-- DATA UNDER STUDY follows --

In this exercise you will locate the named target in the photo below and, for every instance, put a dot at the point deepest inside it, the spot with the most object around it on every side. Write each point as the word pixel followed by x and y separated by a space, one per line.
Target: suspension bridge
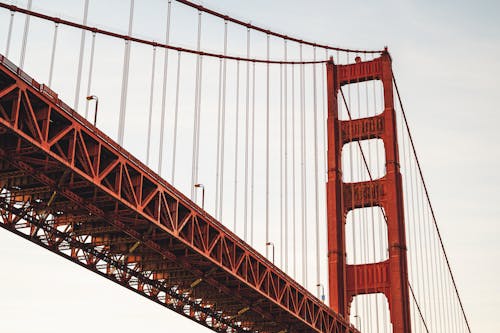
pixel 246 179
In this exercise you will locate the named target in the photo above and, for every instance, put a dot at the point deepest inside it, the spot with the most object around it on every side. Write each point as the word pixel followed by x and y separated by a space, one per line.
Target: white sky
pixel 445 58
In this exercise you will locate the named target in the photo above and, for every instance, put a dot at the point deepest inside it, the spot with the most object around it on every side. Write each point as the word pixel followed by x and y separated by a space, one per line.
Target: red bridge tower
pixel 389 277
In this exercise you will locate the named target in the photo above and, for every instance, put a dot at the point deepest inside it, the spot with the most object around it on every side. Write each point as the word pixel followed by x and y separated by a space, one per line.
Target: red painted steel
pixel 68 187
pixel 389 277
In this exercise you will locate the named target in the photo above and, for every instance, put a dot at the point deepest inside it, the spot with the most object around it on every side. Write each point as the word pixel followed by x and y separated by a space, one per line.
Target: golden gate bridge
pixel 258 126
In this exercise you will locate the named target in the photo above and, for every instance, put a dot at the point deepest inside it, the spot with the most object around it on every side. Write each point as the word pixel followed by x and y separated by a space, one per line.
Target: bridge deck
pixel 68 187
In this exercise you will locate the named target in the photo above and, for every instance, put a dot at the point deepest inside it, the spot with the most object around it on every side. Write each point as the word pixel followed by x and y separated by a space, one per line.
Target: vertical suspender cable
pixel 197 98
pixel 221 136
pixel 374 257
pixel 294 222
pixel 223 123
pixel 247 113
pixel 252 159
pixel 267 149
pixel 282 248
pixel 25 36
pixel 303 169
pixel 430 206
pixel 80 60
pixel 9 35
pixel 316 175
pixel 236 139
pixel 285 97
pixel 176 113
pixel 126 64
pixel 52 57
pixel 164 89
pixel 151 95
pixel 91 68
pixel 219 125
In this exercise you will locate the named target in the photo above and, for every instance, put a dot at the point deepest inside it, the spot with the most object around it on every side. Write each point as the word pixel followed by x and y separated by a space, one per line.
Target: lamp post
pixel 202 194
pixel 271 244
pixel 322 291
pixel 94 97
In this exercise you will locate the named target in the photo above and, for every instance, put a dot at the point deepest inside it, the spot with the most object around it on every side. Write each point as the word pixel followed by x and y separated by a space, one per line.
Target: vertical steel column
pixel 334 201
pixel 389 277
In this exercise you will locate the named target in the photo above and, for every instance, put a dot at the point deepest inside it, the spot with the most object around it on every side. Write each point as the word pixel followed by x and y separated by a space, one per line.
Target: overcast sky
pixel 445 56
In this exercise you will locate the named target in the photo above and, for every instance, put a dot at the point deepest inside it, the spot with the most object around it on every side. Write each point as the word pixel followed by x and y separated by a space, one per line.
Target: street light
pixel 202 194
pixel 94 97
pixel 322 291
pixel 271 244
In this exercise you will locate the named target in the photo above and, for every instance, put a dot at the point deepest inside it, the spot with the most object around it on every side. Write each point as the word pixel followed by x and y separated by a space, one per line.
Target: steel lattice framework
pixel 71 189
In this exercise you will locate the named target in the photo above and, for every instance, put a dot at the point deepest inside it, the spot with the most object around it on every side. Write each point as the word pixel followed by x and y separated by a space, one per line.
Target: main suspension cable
pixel 145 41
pixel 429 203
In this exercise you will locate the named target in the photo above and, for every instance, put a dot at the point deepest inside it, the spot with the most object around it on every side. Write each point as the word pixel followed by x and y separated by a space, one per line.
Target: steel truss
pixel 68 187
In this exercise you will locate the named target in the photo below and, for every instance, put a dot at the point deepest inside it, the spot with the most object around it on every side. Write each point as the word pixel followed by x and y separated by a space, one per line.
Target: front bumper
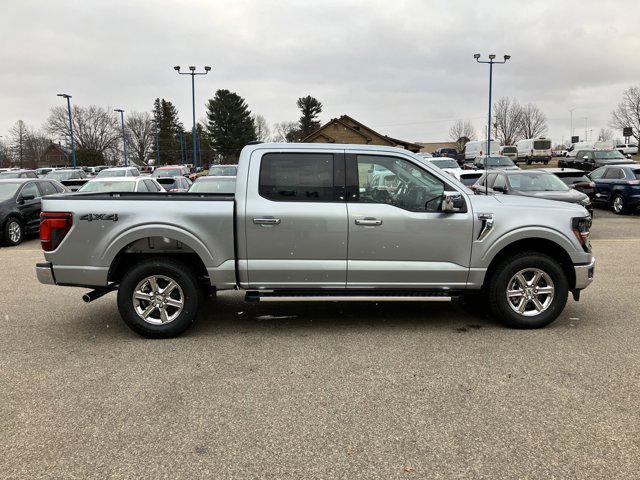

-- DATA UNDER STUDY concluded --

Without the pictures, restate all of the entries word for word.

In this exercise you will locate the named target in the photo below and, for every instance, put a dot at the point deepest inside it, the spot with the most object around it on every side. Write each point as the word pixel followed by x and y separated by a space, one per line.
Target: suspension bridge
pixel 246 179
In this exercise you will locate the named target in the photo above and, for every instance, put a dot at the point deepest inside it, the spot with the most object around it on every side. Write each point as the word pixel followed by x and y separated by a space, one per line.
Target: white sky
pixel 445 58
In this exercise you will locate the named target in the photo above and, for every instance, put a dot at the point deepest inside it, the spot with the most object around it on every side. Write each point as the word pixel followed by x and y separated by a space, one per line.
Target: red bridge tower
pixel 389 277
In this exercise you will locate the named target in the photo above and, for every instance, put a dot at the point deepest inside it, the spot with the most object around it on every side. Write each point as the word pixel followed by x and y separated by a space, one per line.
Target: red painted steel
pixel 68 187
pixel 389 277
In this exercise you will locate the named target in the photo above and, for every instance, put a dot at the point deepest inside it, the spot with the most object around it on every side. Write each point as the word pixel followed by x and y separated by a space, one per line.
Target: golden gate bridge
pixel 258 126
In this exercise you will locate the named target in the photo above and, for every instance, put a dot at the point deepest inside it, the spot with the most object around it on every side. Write each point as the word pixel followed by x and y separated by a space, one per line.
Target: bridge deck
pixel 68 187
In this exercise you will locate the named target in the photo above and, for every instance, put a dot at the point deepest inside it, the spot with the most object around it on every side. Write each point as the word pixel followed by x and y separated by a space, one per line.
Target: vertical suspender cable
pixel 197 98
pixel 221 136
pixel 374 257
pixel 294 222
pixel 223 123
pixel 247 113
pixel 252 159
pixel 267 149
pixel 282 248
pixel 25 36
pixel 303 169
pixel 430 206
pixel 80 60
pixel 9 35
pixel 316 175
pixel 236 139
pixel 285 97
pixel 176 113
pixel 126 64
pixel 52 57
pixel 164 89
pixel 151 95
pixel 91 68
pixel 219 125
In this exercise you will locate the named target in the photo above and, for every instance, put a dot at the point deepest inside it, the spot with the most object around it on every side. Write each point as the word pixel followed by x and y separated by a space, one per line.
Target: lamp post
pixel 202 194
pixel 271 244
pixel 322 291
pixel 94 97
In this exercise you will locate the named target in the photo above and, for every instance, put a dot at the point deepest inside it, the spot with the most object around it on every side. Write each point as the word pixel followed by x and y separated by a space, one per line.
Target: vertical steel column
pixel 334 201
pixel 389 277
In this exercise you will locate the named target in the photo above and, for every instance, put a dot at the point deepest inside it, the spot with the most object around it on every side. Write each point as the word pixel followed by x and y separated by a space, one per line.
Target: overcast sky
pixel 445 56
In this exercise you will locate the named target in the photo above and, for every instance, put a dot at the point deepest inside it, the spot with the most object around it on every side. Write each point as the word pixel followed by x and y separated by a space, one per line.
Target: street light
pixel 202 194
pixel 94 97
pixel 322 291
pixel 271 244
In this exercise you will locate the named target in the photo above and, for every instance, put a dot at the point deepest inside it, the spot with the most object around it on every side. Write each point as the word pixel followed by x and y separated by a space, one per line.
Target: steel lattice framework
pixel 71 189
In this exercise you will locate the named target in the photo above and, for every instance, put a dot at the point deepest inside it, the spot with the most object around it on every side. Write each point as the word pixel followed by x and y separated by a space, one per line.
Target: main suspension cable
pixel 145 41
pixel 429 203
In this exercise you will locate the named target in the photo above and, for every instance, put a dot at the point deepest inside it, the spot with the most object around it on every side. Write each point as the word pixel followed by x and y separated by a space, one per line.
Target: steel truss
pixel 68 187
In this exercise you will locate the named target in the photo below and, for every instance, put a dot at the point deepest inside it, the spot with the most object around it on every side. Write each point as the word pixel followed by x and y separated by a space, one per line.
Target: front bumper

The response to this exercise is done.